** WORK TO COMPLETE **
Continue the article on brown fat and the UCP1 protein from its final sentence.

** TEXT PROVIDED **
+++

A major advance in understanding of brown fat and its relationship to body weight holds the potential for new treatments for obesity, according to researchers at the University of East Anglia and the University of Cambridge, in collaboration with colleagues in the US and Belgium.

The scientists explained that in mammals, brown and beige adipose tissue has a "unique ability to burn off cellular nutrients as heat in the process of non-shivering thermogenesis". This helps to protect the body against cold temperatures.

The process of burning calories as heat for thermoregulation in brown adipose tissue depends on a 33-kDa protein called mitochondrial uncoupling protein 1 (UCP1), whose molecular structure the researchers said they had now revealed for the first time in the study, published in the journal Science Advances.

When activated by fatty acids, UCP1 catalyses the leak of protons across the mitochondrial inner membrane, short-circuiting the mitochondrion to generate heat, bypassing adenosine triphosphate (ATP) synthesis. In contrast, purine nucleotides bind and inhibit UCP1, regulating proton leak by a molecular mechanism that was unclear.

For the new study, the team used cryo-electron microscopy to reveal "crucial molecular details" of the structure of UCP1 when inhibited by the purine guanosine-5'-triphosphate (GTP).

+++

** INFORMATION PROVIDED **
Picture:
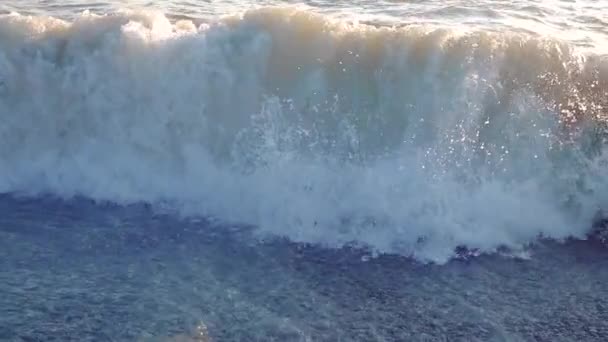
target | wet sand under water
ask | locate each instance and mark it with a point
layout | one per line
(75, 271)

+++

** RESPONSE AREA **
Understanding of the mechanism could enable pharmacological intervention to promote brown fat and UCP1 activation, to burn off excess calories from fat and sugar as heat, without the need for physiological stimuli.

As a therapeutic strategy to combat metabolic disease, this represents "an important discovery in the race to find treatments for obesity and related diseases, such as diabetes", the researchers said.

'Brown Fat is the Good Fat'

Co-author Dr Paul Crichton, PhD, director of the Biomedical Research Centre at the University of East Anglia, explained: "As well as the conventional white fat that we are all familiar with, we can also develop brown fat. Brown fat is the good fat – it breaks down blood sugar and fat molecules to create heat and help maintain body temperature.

"Most of our fat, however, is white fat, which stores energy – and too much white fat leads to obesity. UCP1 is the key protein that allows the specialised brown fat to burn off calories as heat," he said. "We know that mammals switch on UCP1 activity in brown fat tissue to protect against the cold and to maintain body temperature – especially in new-borns, that cannot yet shiver to keep warm.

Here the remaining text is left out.